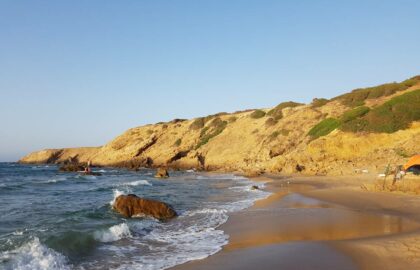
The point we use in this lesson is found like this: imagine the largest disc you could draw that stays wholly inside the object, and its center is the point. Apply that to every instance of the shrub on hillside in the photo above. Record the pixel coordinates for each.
(324, 127)
(178, 142)
(395, 114)
(319, 102)
(358, 96)
(215, 128)
(197, 124)
(354, 113)
(277, 113)
(271, 122)
(232, 119)
(257, 114)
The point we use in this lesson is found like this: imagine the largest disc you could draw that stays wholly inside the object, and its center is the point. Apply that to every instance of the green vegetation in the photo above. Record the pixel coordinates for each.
(354, 113)
(197, 124)
(257, 114)
(395, 114)
(284, 132)
(402, 153)
(273, 135)
(319, 102)
(232, 119)
(277, 113)
(271, 122)
(212, 130)
(178, 142)
(324, 127)
(357, 97)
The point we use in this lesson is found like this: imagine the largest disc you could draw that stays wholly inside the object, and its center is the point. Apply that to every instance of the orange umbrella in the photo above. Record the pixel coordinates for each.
(414, 160)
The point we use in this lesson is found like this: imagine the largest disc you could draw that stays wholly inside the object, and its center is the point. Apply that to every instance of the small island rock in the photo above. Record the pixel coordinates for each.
(131, 206)
(162, 173)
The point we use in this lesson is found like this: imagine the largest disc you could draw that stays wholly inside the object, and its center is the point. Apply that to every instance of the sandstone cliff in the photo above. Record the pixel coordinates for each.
(270, 140)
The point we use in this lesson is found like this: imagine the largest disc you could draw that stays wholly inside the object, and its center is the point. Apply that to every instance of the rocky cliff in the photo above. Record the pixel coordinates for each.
(365, 129)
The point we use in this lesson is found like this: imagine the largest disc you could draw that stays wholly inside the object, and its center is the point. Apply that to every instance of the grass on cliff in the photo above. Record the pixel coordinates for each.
(212, 130)
(319, 102)
(358, 96)
(396, 114)
(354, 114)
(257, 114)
(324, 127)
(277, 113)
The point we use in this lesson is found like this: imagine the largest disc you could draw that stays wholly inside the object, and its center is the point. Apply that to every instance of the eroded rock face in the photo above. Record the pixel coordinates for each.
(131, 206)
(72, 167)
(162, 173)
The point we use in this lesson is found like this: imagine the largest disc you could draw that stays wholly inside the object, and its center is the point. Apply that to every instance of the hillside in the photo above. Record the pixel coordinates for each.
(367, 128)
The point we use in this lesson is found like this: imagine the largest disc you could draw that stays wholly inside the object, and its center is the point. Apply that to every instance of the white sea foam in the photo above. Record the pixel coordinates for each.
(34, 256)
(17, 233)
(116, 194)
(113, 234)
(138, 183)
(194, 235)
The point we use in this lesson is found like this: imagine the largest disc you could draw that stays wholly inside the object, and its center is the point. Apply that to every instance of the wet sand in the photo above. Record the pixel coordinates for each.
(321, 223)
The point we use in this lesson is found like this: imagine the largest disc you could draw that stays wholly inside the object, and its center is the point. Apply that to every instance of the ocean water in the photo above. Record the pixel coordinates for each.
(54, 220)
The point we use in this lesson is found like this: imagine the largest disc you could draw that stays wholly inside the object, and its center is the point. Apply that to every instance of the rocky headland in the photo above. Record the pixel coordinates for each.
(359, 132)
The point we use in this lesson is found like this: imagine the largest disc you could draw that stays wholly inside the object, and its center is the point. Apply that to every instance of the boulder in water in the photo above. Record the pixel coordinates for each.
(162, 173)
(72, 167)
(131, 206)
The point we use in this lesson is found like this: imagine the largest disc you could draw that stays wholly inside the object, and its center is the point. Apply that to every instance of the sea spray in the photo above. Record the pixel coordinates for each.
(114, 233)
(76, 226)
(34, 256)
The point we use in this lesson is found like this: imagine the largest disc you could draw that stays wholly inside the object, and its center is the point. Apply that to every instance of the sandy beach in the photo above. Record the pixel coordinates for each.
(321, 223)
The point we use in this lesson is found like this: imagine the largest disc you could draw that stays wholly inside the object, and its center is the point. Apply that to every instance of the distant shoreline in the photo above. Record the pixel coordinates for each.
(262, 236)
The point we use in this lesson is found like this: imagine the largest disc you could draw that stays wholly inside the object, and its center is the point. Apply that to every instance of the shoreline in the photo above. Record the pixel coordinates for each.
(320, 223)
(390, 241)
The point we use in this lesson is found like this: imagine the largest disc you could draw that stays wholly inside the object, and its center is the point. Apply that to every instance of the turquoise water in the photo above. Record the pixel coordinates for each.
(53, 220)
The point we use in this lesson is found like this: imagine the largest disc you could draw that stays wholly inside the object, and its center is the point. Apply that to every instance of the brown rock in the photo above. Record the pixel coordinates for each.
(131, 205)
(72, 167)
(162, 173)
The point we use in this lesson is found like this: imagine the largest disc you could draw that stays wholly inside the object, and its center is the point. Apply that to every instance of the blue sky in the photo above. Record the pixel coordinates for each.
(78, 73)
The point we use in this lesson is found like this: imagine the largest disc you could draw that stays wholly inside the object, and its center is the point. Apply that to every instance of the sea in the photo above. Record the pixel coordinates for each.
(56, 220)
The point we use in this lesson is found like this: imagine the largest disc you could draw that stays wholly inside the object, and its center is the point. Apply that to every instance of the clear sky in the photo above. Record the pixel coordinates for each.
(78, 73)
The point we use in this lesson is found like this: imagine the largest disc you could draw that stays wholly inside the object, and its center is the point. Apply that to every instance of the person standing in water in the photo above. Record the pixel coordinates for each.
(87, 168)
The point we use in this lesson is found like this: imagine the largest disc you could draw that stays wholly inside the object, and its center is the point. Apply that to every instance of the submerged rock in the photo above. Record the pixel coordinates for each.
(131, 206)
(162, 173)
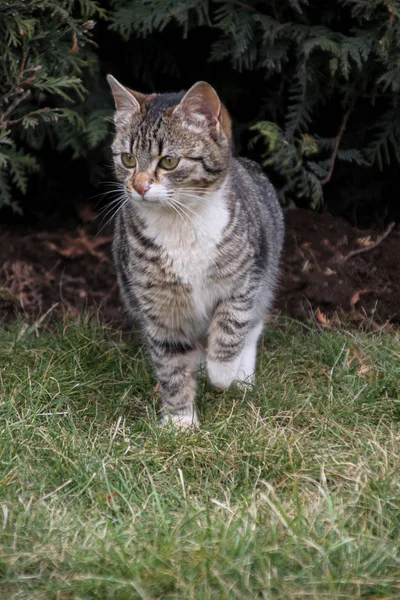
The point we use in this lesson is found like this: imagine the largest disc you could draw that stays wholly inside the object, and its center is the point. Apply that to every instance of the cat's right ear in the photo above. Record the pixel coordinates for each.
(123, 97)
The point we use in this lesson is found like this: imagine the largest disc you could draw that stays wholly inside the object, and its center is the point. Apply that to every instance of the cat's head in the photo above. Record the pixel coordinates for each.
(170, 145)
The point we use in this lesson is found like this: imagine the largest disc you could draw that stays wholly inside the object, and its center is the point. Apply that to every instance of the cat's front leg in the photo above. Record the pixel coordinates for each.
(227, 340)
(175, 364)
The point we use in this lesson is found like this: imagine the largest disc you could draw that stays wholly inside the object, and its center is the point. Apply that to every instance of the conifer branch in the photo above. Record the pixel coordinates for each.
(338, 139)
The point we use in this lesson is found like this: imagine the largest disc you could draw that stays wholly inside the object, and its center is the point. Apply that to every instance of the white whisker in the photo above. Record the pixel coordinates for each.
(122, 201)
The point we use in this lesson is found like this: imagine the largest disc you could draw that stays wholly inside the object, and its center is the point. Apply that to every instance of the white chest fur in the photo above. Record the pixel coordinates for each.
(190, 241)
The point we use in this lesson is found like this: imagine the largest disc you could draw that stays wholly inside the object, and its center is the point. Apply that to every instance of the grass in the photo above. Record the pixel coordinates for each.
(289, 491)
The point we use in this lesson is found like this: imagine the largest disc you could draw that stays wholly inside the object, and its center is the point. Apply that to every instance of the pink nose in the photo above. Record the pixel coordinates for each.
(141, 188)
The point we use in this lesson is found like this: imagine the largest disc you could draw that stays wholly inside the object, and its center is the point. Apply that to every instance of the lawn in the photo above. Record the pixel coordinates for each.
(291, 490)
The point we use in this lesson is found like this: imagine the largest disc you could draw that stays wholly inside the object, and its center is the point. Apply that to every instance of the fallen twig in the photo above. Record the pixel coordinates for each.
(338, 139)
(378, 240)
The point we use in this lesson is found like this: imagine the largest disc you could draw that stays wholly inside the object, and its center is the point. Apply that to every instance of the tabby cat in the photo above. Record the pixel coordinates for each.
(197, 241)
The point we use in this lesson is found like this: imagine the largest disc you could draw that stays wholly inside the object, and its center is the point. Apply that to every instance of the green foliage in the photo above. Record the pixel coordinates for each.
(328, 80)
(46, 51)
(319, 65)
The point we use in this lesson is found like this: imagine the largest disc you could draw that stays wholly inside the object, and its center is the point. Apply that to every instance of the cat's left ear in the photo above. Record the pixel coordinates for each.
(126, 99)
(201, 106)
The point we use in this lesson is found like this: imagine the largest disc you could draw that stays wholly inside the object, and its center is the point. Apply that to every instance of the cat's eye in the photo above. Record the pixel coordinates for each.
(169, 162)
(128, 160)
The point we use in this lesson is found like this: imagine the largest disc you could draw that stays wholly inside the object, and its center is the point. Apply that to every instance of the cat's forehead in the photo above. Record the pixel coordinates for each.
(154, 132)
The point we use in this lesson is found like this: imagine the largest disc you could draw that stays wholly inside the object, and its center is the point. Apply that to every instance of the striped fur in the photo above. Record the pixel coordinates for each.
(197, 253)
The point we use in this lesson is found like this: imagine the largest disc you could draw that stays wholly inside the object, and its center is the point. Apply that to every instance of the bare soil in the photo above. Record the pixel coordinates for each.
(44, 272)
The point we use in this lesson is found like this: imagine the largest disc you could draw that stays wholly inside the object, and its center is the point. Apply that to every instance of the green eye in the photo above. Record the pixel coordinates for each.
(169, 162)
(128, 160)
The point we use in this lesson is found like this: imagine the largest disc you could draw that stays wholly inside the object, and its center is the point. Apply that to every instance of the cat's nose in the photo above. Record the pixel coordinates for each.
(141, 188)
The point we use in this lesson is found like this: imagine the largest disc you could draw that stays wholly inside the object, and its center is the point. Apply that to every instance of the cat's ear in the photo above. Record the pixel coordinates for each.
(201, 106)
(123, 97)
(126, 99)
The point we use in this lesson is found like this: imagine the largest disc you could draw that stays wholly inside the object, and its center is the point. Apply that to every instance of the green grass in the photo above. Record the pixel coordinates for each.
(290, 491)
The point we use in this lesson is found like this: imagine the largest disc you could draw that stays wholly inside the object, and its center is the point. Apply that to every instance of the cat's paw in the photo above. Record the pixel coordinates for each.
(222, 374)
(180, 421)
(245, 381)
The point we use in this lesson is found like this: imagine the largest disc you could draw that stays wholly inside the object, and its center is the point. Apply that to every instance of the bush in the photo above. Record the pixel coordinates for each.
(46, 51)
(323, 80)
(329, 77)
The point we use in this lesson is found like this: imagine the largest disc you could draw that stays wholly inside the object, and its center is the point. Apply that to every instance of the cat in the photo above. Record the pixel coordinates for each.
(197, 241)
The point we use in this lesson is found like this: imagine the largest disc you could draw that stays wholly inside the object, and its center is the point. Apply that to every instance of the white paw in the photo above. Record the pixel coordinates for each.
(245, 381)
(222, 374)
(180, 421)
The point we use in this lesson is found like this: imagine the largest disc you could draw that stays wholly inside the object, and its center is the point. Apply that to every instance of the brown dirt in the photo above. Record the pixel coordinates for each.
(70, 268)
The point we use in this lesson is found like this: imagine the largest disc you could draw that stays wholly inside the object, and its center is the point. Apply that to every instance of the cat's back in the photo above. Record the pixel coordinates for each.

--------------------

◆ **TASK**: Lay out everything from the line containing "the brown dirt" down to the end of the records above as a Markdown table. Use two columns, Number for the row number and Line for the line, and leave out any blank lines.

◆ **CORRECT ANSWER**:
| Number | Line |
|---|---|
| 1 | The point we use in this lesson is found like this: imagine the largest disc you could draw that stays wholly inside the object, and its center is the point. Apply that to every instance of the brown dirt in the photo above. Record the pixel coordinates for each. |
| 2 | (70, 268) |
| 3 | The point we use in this lesson is found like this: imagine the largest disc you could draw that stays wholly inside the object, and its center is the point. Apply that to every instance of the cat's back in the photo above. Record the pixel coordinates for each. |